Input rows:
──────────

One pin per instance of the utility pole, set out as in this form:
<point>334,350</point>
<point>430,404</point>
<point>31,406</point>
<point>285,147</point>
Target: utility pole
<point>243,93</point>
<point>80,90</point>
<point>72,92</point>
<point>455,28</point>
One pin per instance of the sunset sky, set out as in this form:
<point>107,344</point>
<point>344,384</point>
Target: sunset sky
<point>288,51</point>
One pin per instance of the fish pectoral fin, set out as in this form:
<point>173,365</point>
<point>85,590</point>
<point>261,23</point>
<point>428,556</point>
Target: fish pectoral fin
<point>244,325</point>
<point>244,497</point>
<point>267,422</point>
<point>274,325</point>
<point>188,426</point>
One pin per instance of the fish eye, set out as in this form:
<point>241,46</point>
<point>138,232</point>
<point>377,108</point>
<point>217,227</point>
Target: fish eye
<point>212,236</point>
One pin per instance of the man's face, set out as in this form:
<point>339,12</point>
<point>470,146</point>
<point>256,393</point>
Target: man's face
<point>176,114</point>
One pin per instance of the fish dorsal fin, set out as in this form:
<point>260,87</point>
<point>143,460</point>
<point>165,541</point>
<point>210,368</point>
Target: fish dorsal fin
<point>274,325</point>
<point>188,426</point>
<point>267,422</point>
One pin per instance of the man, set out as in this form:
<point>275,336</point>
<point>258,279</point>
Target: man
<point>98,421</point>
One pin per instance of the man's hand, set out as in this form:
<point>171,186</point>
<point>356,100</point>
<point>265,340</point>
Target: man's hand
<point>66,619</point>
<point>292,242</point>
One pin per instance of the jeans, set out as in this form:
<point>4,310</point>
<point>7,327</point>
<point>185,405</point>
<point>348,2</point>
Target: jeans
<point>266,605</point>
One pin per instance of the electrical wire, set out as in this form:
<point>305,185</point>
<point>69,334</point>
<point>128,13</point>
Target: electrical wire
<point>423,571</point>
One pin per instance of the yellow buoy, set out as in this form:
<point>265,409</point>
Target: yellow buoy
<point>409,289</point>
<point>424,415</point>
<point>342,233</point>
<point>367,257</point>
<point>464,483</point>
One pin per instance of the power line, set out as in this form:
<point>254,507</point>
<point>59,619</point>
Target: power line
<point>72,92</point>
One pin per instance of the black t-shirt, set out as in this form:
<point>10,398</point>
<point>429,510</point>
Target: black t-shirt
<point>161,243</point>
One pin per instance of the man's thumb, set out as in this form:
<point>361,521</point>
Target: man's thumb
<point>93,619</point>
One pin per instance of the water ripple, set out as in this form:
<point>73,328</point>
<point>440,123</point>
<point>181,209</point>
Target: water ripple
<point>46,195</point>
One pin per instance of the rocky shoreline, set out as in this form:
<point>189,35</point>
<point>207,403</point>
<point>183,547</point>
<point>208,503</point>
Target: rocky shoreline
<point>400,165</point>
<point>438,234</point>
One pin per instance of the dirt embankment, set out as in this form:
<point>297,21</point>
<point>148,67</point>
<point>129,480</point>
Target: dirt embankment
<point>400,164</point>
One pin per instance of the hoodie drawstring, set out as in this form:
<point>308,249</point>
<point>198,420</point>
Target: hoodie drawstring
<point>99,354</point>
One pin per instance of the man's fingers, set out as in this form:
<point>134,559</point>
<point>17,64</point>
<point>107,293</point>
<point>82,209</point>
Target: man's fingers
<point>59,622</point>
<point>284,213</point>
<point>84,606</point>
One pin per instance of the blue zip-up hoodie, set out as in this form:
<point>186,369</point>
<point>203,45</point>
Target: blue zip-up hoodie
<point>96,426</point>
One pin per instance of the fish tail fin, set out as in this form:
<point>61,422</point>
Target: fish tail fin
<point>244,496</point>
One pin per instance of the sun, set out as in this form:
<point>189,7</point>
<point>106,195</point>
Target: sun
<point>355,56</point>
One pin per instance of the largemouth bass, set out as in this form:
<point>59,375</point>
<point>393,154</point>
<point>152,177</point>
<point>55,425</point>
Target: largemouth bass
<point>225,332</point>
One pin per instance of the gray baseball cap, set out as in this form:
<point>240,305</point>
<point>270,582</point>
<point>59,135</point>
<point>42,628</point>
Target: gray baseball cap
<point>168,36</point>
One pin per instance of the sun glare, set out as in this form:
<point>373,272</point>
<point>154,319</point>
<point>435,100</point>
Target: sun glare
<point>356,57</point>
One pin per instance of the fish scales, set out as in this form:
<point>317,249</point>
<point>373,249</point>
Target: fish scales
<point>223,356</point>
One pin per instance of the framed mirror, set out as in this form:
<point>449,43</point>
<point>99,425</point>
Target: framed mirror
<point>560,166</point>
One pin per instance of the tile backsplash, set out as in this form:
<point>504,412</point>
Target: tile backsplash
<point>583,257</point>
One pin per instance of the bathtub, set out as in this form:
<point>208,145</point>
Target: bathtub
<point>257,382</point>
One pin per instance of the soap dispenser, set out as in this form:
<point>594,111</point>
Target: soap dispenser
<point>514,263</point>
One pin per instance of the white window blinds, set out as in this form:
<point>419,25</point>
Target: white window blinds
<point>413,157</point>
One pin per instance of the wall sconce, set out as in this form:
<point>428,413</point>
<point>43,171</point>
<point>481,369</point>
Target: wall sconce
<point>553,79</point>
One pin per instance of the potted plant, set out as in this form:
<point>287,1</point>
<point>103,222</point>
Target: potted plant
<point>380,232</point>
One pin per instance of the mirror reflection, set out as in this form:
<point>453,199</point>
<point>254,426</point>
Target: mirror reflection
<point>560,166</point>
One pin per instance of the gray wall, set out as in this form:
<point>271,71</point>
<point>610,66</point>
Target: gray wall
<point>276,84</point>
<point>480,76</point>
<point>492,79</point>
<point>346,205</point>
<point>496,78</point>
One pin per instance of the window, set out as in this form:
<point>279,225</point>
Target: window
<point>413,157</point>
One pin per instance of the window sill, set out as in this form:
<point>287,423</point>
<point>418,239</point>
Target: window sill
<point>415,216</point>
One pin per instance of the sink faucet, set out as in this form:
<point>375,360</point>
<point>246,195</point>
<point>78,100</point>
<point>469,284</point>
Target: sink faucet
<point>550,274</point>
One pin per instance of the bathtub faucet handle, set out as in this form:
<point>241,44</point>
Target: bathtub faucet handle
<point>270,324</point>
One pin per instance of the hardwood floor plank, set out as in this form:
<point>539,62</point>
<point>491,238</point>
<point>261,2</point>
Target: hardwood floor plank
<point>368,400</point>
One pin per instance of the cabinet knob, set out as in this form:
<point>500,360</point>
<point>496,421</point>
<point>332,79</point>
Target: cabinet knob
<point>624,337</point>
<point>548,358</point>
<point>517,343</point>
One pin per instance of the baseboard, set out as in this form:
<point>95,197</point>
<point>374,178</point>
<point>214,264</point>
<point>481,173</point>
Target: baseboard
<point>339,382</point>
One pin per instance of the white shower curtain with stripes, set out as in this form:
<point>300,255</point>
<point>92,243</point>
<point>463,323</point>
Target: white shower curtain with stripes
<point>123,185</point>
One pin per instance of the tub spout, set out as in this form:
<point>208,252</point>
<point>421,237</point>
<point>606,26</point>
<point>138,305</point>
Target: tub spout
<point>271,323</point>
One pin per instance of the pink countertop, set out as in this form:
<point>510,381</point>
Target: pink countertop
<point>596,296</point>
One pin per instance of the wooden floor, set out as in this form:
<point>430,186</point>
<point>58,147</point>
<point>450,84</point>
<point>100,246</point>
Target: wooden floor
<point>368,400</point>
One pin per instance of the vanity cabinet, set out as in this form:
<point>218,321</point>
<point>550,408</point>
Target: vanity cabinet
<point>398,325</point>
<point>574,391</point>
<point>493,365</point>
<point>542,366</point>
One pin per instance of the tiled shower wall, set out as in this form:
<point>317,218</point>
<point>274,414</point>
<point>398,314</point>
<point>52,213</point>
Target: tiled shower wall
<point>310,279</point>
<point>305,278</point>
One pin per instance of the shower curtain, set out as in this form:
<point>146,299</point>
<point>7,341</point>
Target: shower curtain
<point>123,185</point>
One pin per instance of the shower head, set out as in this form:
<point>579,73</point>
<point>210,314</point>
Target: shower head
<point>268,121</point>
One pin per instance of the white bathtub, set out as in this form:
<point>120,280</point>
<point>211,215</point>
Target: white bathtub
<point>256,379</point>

──────────

Prompt: Add 8 to every coordinate in the answers within the material above, between the lines holding "One pin per instance of the water" and "<point>356,57</point>", inclusive. Write out all of those lines again, leaving everything else in them unchanged.

Task output:
One pin per instance of the water ripple, set out as in this form:
<point>73,328</point>
<point>440,123</point>
<point>181,209</point>
Target: water ripple
<point>54,203</point>
One pin per instance of the rocky shoreline, set out as in this form:
<point>189,35</point>
<point>207,403</point>
<point>183,547</point>
<point>208,503</point>
Target: rocky shoreline
<point>408,173</point>
<point>446,242</point>
One pin per instance of the dirt embankment, set out as in this form:
<point>297,21</point>
<point>148,67</point>
<point>129,480</point>
Target: dirt embankment
<point>408,172</point>
One pin per instance of the hoodie drawstring, set out as in this form:
<point>308,249</point>
<point>198,420</point>
Target: hoodie drawstring
<point>107,362</point>
One pin per instance of the man's fingers, set out as in this form:
<point>134,559</point>
<point>17,64</point>
<point>107,293</point>
<point>82,209</point>
Target: man's fingers
<point>67,630</point>
<point>292,221</point>
<point>92,614</point>
One pin per instance of the blue zip-up hoodie, set out as in this form:
<point>186,369</point>
<point>203,45</point>
Target: blue zip-up hoodie
<point>104,434</point>
One pin per instance of the fish tail fin, set out as in this form:
<point>61,422</point>
Target: fish tail fin
<point>252,504</point>
One pin per instance of the sun, set out as in this form:
<point>189,7</point>
<point>106,195</point>
Target: sun
<point>363,64</point>
One pin per instance of the largemouth bass, set out as in this form:
<point>59,375</point>
<point>393,154</point>
<point>152,177</point>
<point>55,425</point>
Target: largemouth bass
<point>233,340</point>
One pin per instance of the gray baseball cap, set out as in this form:
<point>240,305</point>
<point>270,582</point>
<point>59,135</point>
<point>42,628</point>
Target: gray baseball cap
<point>176,44</point>
One pin per instance of the sun glare, set out as in this form:
<point>373,272</point>
<point>154,319</point>
<point>435,100</point>
Target: sun glare
<point>364,65</point>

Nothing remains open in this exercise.